What is required: Please identify every line in the material below that contains the word "crew", and copy each of those lines.

(Some records)
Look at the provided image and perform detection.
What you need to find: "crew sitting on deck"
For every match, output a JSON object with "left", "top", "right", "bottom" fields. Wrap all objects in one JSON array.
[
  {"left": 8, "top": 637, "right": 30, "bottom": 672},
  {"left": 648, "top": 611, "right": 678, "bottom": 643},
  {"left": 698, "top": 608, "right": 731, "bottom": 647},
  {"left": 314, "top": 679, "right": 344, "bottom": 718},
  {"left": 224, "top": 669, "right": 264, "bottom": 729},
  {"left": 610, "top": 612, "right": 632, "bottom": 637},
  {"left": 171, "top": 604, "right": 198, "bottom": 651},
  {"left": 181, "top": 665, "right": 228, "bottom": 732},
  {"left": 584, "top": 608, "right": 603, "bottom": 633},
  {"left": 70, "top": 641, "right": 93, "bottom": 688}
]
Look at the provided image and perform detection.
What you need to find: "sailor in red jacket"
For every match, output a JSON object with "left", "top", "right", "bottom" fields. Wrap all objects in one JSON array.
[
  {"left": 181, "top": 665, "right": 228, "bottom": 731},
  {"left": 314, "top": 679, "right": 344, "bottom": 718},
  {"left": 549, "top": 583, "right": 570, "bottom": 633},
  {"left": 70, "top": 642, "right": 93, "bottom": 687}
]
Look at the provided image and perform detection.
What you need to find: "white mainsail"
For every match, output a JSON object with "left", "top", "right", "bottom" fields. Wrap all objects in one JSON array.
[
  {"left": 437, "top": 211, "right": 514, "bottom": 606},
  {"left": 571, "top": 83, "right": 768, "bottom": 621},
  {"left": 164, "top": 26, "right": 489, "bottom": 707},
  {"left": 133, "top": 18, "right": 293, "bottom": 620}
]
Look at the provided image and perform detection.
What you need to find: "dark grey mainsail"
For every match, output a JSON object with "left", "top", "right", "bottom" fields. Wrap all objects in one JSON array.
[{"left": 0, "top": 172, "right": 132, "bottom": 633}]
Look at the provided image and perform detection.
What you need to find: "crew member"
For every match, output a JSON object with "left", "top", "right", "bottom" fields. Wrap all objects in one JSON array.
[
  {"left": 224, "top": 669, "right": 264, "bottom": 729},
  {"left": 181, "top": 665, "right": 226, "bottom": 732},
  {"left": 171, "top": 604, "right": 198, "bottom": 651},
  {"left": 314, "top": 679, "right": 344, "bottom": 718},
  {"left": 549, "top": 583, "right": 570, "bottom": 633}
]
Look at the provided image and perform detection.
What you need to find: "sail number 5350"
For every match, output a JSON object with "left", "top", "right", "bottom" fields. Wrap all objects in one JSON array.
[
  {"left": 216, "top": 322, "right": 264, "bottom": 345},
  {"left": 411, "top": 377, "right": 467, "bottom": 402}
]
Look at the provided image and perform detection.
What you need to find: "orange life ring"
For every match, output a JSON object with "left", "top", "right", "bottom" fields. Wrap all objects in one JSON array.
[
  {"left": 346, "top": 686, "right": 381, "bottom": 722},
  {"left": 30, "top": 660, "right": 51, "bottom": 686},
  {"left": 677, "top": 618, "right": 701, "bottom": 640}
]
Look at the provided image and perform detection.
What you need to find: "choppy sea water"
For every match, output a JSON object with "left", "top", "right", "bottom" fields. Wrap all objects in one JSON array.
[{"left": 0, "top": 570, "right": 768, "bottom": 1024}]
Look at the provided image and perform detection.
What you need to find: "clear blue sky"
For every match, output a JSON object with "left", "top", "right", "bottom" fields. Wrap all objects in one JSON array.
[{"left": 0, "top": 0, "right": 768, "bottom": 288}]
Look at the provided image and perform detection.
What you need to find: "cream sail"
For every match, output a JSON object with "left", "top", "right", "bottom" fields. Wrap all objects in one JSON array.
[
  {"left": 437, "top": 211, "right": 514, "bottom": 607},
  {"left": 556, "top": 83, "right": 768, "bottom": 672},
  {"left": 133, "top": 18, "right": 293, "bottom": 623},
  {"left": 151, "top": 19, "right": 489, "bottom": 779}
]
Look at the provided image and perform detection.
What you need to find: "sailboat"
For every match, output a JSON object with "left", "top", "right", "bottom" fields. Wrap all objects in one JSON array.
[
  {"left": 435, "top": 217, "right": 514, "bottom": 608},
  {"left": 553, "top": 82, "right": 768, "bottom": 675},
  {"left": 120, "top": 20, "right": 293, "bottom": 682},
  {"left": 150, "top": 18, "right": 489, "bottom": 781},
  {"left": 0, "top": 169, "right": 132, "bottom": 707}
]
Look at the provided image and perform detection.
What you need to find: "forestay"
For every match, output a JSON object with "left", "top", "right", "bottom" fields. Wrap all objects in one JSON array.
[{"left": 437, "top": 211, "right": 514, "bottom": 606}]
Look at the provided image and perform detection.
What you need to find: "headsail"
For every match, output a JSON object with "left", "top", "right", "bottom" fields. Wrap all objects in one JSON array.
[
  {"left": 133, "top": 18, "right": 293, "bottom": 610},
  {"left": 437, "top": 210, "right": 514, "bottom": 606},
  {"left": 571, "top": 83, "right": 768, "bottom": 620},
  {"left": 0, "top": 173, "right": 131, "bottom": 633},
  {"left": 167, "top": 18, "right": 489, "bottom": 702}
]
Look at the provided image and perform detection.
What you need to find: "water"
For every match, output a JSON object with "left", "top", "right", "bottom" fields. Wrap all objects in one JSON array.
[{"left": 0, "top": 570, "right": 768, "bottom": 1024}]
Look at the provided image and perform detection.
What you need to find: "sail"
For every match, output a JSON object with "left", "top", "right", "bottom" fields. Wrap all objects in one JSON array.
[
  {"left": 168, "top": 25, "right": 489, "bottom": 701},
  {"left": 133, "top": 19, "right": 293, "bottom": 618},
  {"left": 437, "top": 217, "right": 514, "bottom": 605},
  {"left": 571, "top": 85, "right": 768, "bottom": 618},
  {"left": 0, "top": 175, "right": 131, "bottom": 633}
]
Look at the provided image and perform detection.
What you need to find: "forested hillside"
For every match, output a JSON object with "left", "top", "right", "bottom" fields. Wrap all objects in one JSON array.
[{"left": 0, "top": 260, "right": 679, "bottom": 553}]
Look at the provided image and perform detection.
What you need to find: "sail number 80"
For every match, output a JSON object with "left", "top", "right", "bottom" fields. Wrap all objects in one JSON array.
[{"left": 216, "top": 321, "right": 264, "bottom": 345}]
---
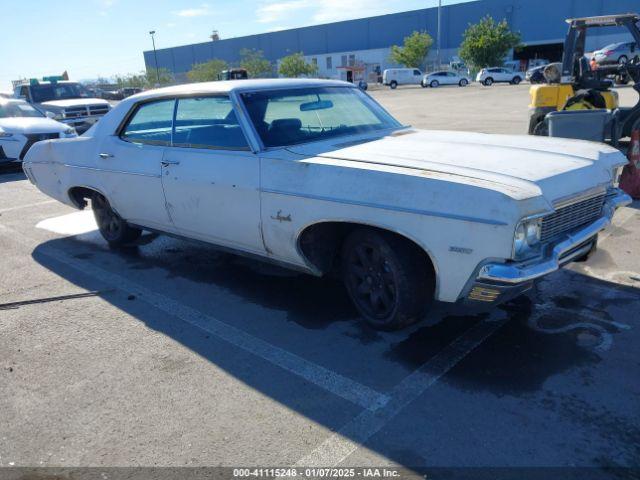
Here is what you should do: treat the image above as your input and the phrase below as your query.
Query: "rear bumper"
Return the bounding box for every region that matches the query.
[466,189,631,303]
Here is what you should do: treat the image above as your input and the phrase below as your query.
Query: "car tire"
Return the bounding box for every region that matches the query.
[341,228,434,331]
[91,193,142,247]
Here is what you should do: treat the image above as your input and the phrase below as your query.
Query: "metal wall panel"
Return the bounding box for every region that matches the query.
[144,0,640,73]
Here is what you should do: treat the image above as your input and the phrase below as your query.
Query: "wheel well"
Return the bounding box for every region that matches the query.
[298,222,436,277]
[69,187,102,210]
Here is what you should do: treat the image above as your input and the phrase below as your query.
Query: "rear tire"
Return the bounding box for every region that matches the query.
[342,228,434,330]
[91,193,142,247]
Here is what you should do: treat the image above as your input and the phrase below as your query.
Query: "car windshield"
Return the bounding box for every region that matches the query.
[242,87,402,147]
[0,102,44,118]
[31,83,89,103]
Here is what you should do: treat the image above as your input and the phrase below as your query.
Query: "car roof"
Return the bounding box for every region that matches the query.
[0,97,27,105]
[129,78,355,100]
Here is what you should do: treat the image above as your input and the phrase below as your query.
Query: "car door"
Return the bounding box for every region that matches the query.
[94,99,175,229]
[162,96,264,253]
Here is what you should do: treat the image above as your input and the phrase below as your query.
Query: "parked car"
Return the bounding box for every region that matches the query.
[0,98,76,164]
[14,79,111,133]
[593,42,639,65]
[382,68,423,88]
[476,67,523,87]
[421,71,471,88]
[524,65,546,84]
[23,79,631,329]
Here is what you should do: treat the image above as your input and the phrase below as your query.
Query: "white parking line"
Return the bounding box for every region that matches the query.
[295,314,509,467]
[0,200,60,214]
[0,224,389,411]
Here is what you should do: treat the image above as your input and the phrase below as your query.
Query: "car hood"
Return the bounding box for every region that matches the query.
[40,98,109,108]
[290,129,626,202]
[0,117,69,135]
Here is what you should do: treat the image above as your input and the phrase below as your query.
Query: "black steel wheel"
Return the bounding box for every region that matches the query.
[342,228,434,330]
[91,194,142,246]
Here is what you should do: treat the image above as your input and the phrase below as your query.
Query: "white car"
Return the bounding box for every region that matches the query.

Exercise result:
What you need to find: "crew sitting on deck"
What you need to find: "crew member"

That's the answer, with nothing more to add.